##### Excerpted text #####

Efficient type-level division for Haskell

23 May 2010 (haskell programming math) (1 comment)

Another approach I wanted to explore to Encsé's 9-digit problem was creating a type-level solution in Haskell. First I'll describe what that would entail, and then present a solution to one of its sub-problems: testing special cases of divisibility in a more efficient way than the naïve implementation of repeating subtractions.

Type-level programming

Basically, a type-level Haskell program is to regular Haskell programs what C++ template metaprograms are to C++ proper. Conrad Parker wrote a great introduction to type-level programming using functional dependencies in issue 6 of The Monad.Reader journal, titled Type-Level Instant Insanity. You encode values as types, and then construct an expression whose type, as inferred by the Haskell compiler, encodes the output of your computation. To actually implement the equivalent of a function, typeclasses are used.

For example, take the following (value-level) Haskell definition of length: (deliberately not using any builtin types, and using unary representation for simplicity):

module ValueLength where
data Nat = Z | S Nat      
data List a = Nil | a ::: (List a)
infixr 6 :::

length :: List a -> Nat
length Nil = Z
length (x ::: xs) = S (length xs)

(note that due to technical limitations, both : and :: are reserved names in Haskell, and so we have to use ::: for our cons)

To lift this definition to the level of types, we first need a way to represent actual numbers and lists as types. This is pretty straightforward using algebraic datatypes. Since we are ultimately only going to be interested in the type of expressions and not their value, no constructors are defined.

{-# LANGUAGE EmptyDataDecls, TypeOperators,
             MultiParamTypeClasses, UndecidableInstances #-}
module TypeLength where

data Z
data S n

data Nil
data x ::: xs
infixr 6 :::

– Continued below

Of course, System F doesn't allow for meta-types, only kinds; so we can't prohibit meaningless types like S Nil or Z ::: Z (contrast this with the declaration of the S constructor in the first example). Thus, type-level programming in Haskell has to be untyped.

Now comes the clever bit: lifting the definition of length. Basically, what we are looking for is a way to map types to types. Typeclasses with functional dependencies are one possibility of achieving this (type families are another one). First of all, each n-ary operator is rewritten into an n+1-ary relation between its operands and its result: instead of thinking about length Nil = 0, we say Nil and 0 are in the relation Length. We declare a class for each function, and one instance for each equation:

class Length xs n | xs -> n
instance Length Nil Z

The xs -> n part of the class declaration is where the magic comes from. It means that if there are types xs, n1 and n2 such that there are instances of Length xs n1 and Length xs n2, then the types n1 and n2 must be the same. To demonstrate why this is useful, consider the following function definition:

liftedLength :: Length xs n => xs -> n
liftedLength = undefined

What is the type of liftedLength (undefined :: Nil)? The declaration of liftedLength says that the answer is whatever type n such that an instance of Length Nil n exists. But the functional dependency of Length says that there can be at most one such n. Consulting the list of instances above, we find instance Length Nil Z, and thus, n has to be the type Z. We can test this using the interpreter GHCi:

*TypeLength> :t liftedLength (undefined :: Nil)

##### Dataset records #####

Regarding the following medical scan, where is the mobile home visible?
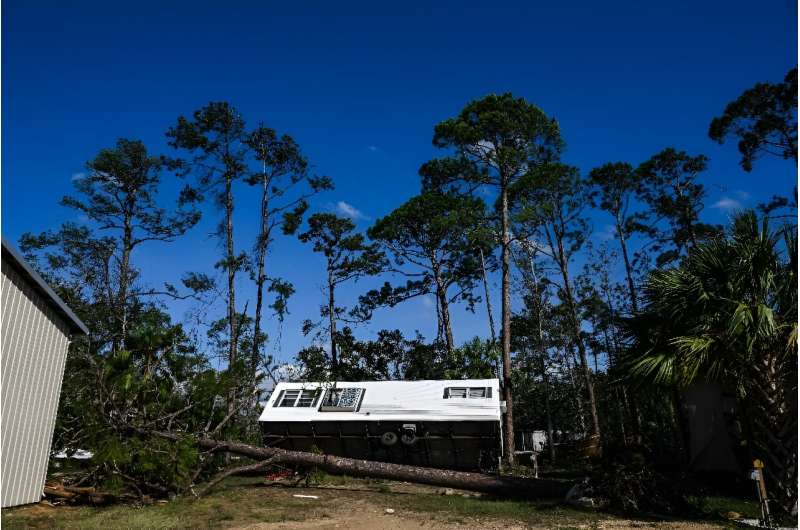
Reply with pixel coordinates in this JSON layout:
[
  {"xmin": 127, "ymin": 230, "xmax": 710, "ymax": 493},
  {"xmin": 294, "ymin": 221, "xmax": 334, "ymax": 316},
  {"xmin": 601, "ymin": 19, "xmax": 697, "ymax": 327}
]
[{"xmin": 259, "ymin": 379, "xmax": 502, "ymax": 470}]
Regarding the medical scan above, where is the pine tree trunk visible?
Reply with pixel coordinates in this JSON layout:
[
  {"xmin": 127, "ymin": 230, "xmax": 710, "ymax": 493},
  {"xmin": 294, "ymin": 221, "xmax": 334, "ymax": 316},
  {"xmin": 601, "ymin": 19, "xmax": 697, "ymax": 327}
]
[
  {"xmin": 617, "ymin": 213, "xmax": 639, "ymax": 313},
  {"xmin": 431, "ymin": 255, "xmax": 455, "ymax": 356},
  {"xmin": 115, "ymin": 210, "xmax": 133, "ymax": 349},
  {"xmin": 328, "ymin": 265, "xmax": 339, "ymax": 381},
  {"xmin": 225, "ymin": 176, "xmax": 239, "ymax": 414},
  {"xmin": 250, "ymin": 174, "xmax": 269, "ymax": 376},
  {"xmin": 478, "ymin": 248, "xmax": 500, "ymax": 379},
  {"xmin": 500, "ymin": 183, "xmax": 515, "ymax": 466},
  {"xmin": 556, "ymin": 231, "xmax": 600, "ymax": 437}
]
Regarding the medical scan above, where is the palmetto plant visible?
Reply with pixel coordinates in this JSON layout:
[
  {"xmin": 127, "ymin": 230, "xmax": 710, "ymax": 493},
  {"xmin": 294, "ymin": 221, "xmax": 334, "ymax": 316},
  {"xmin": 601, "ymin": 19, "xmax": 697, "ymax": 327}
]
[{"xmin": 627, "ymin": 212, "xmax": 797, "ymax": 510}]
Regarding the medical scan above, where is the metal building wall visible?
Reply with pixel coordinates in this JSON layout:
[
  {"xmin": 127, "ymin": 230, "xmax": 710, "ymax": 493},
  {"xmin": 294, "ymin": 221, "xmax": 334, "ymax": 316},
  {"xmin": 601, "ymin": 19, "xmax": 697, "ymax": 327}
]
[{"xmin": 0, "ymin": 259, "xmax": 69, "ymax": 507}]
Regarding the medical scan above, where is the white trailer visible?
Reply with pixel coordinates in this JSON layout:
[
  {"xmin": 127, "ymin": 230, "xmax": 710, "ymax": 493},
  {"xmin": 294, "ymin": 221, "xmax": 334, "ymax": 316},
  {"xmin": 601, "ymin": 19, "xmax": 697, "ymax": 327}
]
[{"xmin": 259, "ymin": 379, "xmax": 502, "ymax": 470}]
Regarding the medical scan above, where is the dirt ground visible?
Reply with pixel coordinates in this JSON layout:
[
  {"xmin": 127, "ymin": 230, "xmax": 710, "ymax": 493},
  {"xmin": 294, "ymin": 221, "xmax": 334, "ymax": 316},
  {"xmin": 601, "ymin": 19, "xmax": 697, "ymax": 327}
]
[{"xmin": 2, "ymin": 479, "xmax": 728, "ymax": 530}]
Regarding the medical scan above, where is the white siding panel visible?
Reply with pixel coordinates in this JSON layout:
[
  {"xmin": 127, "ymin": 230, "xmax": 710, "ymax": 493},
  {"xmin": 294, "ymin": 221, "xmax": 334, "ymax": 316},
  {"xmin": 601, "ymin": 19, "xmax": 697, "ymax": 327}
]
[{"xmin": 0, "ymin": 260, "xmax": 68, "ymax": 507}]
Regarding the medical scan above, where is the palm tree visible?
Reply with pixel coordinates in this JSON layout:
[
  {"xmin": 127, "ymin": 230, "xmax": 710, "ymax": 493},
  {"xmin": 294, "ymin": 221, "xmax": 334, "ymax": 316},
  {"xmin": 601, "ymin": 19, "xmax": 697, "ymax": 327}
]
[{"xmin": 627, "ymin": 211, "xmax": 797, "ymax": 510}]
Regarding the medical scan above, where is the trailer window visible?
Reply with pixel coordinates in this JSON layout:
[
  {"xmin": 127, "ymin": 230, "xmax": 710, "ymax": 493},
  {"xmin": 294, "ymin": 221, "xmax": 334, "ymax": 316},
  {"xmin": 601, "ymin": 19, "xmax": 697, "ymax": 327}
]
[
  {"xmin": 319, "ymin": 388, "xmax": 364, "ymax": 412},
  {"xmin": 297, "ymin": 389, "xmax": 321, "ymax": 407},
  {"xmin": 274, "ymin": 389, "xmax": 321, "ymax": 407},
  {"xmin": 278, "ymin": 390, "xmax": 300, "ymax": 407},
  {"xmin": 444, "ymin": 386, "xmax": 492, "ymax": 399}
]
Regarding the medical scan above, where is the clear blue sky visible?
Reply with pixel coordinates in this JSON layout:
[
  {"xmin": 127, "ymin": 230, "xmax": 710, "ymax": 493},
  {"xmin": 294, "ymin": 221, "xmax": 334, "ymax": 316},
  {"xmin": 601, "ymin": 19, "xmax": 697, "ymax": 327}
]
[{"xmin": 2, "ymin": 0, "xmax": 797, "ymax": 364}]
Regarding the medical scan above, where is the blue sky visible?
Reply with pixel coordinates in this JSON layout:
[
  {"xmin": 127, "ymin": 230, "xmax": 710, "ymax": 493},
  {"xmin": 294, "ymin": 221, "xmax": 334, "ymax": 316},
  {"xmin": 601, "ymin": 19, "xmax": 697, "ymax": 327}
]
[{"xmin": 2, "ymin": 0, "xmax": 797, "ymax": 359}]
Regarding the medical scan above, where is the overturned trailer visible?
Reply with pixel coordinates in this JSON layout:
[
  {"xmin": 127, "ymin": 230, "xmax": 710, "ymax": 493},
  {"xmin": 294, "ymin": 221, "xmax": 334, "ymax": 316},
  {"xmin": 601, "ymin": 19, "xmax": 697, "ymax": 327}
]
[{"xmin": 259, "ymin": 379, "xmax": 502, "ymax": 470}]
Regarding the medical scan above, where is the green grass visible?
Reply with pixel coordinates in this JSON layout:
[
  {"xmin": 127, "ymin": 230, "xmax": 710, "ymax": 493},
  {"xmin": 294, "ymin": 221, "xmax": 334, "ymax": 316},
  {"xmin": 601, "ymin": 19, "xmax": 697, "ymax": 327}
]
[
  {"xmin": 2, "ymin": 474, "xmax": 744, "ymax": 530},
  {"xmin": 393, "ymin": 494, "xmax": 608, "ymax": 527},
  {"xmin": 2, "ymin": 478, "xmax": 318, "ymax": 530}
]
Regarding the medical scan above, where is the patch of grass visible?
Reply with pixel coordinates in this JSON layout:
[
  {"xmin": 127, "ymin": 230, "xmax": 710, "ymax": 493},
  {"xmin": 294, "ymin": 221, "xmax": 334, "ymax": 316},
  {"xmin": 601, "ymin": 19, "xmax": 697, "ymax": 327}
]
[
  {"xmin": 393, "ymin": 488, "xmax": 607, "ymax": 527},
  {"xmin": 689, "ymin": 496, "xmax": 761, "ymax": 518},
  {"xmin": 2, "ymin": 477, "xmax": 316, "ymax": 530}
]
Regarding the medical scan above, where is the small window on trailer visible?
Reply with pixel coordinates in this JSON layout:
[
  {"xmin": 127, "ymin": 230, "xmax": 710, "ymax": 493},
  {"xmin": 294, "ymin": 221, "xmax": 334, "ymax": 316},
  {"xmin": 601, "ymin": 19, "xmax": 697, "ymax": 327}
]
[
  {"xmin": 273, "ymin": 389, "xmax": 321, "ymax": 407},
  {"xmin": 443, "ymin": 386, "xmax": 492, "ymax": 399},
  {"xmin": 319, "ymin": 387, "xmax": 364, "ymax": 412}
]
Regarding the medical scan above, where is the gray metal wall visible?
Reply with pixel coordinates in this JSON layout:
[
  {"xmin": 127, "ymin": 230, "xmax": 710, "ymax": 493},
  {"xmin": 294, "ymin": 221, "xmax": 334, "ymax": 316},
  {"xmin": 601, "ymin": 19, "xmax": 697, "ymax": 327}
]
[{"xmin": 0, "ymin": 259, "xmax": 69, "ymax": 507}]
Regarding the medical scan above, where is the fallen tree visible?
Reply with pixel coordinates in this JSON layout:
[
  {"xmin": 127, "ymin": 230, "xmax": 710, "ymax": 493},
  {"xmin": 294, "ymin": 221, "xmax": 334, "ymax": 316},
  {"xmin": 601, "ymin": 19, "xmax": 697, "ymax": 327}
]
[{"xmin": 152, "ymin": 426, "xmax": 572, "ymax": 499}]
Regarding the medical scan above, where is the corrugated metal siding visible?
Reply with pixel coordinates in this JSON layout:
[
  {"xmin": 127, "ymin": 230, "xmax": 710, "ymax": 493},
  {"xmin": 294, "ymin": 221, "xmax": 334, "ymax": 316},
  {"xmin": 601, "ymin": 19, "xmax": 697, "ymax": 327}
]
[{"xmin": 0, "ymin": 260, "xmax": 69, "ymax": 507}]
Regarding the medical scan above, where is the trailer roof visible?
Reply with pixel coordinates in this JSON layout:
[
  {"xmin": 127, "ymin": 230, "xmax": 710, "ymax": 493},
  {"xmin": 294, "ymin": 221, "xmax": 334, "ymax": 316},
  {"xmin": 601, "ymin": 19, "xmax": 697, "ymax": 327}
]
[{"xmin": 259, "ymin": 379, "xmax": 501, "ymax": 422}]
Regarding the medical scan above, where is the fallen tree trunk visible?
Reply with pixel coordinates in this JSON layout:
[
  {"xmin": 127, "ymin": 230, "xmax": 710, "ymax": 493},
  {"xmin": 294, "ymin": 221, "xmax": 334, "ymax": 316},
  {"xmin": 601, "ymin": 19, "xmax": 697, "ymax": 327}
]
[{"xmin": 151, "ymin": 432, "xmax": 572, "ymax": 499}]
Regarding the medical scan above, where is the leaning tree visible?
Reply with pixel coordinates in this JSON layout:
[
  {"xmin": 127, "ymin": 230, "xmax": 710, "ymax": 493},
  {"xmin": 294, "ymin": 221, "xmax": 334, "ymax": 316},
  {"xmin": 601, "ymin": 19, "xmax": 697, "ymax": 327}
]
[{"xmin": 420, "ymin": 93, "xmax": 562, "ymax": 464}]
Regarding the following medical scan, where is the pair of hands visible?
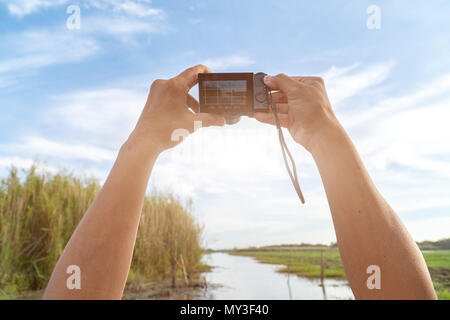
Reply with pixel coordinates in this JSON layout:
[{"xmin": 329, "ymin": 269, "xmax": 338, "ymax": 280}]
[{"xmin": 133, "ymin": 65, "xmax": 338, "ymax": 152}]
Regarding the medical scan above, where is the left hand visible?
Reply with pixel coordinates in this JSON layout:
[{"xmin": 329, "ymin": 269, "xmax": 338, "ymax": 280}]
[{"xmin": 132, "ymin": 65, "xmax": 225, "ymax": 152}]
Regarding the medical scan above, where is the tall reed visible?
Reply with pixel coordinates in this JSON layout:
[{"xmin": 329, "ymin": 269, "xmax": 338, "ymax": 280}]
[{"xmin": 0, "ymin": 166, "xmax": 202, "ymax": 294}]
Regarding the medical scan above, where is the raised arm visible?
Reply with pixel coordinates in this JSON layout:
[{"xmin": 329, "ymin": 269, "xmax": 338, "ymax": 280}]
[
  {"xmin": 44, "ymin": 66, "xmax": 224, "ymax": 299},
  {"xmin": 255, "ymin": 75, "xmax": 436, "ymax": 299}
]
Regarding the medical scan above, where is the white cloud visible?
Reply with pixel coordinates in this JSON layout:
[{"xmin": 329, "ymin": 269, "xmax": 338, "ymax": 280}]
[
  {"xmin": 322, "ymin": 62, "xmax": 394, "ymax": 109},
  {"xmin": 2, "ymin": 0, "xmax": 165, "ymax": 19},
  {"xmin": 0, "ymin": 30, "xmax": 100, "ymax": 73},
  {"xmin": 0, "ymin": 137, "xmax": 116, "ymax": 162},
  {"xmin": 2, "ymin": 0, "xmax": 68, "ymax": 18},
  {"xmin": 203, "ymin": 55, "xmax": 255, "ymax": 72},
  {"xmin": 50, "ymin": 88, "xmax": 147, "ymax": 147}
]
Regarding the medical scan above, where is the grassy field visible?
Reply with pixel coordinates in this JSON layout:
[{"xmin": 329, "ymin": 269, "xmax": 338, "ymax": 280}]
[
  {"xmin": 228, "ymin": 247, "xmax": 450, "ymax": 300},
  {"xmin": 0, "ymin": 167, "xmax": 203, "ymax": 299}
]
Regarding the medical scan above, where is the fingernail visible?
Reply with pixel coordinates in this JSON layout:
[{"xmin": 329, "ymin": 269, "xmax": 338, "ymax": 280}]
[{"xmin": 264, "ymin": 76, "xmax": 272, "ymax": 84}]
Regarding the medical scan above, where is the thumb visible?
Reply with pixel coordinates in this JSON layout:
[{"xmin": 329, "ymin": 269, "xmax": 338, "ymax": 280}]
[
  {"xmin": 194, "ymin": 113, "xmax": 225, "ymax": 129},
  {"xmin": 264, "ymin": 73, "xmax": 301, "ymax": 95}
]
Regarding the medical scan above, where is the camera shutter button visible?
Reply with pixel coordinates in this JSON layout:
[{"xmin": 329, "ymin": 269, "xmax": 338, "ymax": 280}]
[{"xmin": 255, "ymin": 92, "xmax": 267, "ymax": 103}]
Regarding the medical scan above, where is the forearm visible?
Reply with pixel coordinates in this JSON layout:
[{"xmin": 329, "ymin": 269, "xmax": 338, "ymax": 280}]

#####

Given problem 1:
Find every line in the rows that contains the word "trunk" and copy each one.
Given problem 2:
Pick up the post on type-level division in Haskell after its last line and continue it.

Written response 1:
Regarding the medical scan above, where is the pine tree trunk visible?
Regarding the medical scan above, where is the fallen tree trunk visible?

Written response 2:
liftedLength (undefined :: Nil) :: Z

So far, so good. But what about the length of non-empty lists?

To translate the other equation of length, we need a way to tackle recursion. Viewing the recursive definition of length through our relational glasses, it is simply an inductive definition of the relation Length:

instance (Length xs n) => Length (x ::: xs) (S n)

Again, we can try this out with GHCi, by asking for the length of [0, 0]:

*TypeLength> :t liftedLength (undefined :: Z ::: Z ::: Nil)
liftedLength (undefined :: Z ::: Z ::: Nil) :: S (S Z)

Towards a type-level solution of the 9-digit problem

Now that the basics are covered, it should be clear what a type-level solution to the original 9-digit problem should entail. I've decided to directly translate Lőry's solution because it doesn't use any fancy infrastructure like list monads. Take a moment to look at its code because I'm going to explain what I had to change to write its type-level counterpart.

The first version, using unary arithmetics like in the introduction above, was, unsurprisingly, unusably slow (anything beyond the 3-digit sub-problem of the 9-digit problem was hopeless), so I looked around for something better. Péter Diviánszky pointed me to the type-level package, which, promising enough, features decimal arithmetics.

However, the direct transliteration of the value function that converts from a list of digits into its decimal value, and testing for divisibility using type-level's DivMod both proved to be highly inefficient. So instead, I decided to write a faster divisibility checker that exploits the fact that for the 9-digit problem, the divisor is always less than the base of the representation (since we're using base-10, and checking for divisibility by 2, ..., 9).

The basis of the algorithm is how you do division with pen & paper: you take the most significant digit, calculate its reminder, then glue this in front of the next digit, and so on. Here's the Haskell code for a very simple implementation of this idea:

q `divides` []                  = True
q `divides` (0:ds)              = q `divides` ds
q `divides` (d:ds) | d ≥ q      = q `divides` ((d-q):ds)
                   | otherwise  = case ds of
                                    [] -> False
                                    (d':ds) -> q `divides` ((d * 10 + d'):ds)

The repeated subtraction part may seem scary, but we're only ever glueing digits less than q in front of the next digit, so at most 9 subtractions are needed to eliminate a digit.

To actually lift this algorithm to the world of types requires writing quite a bit of boilerplate code, because the most efficient way to branch on d ≥ q is to write out all the 92 cases. Fortunately, my girlfriend just wrote a report on Template Haskell for a university assignment the other day, so I learned of its existence and was able to use it to generate most of the instances of my Divides class.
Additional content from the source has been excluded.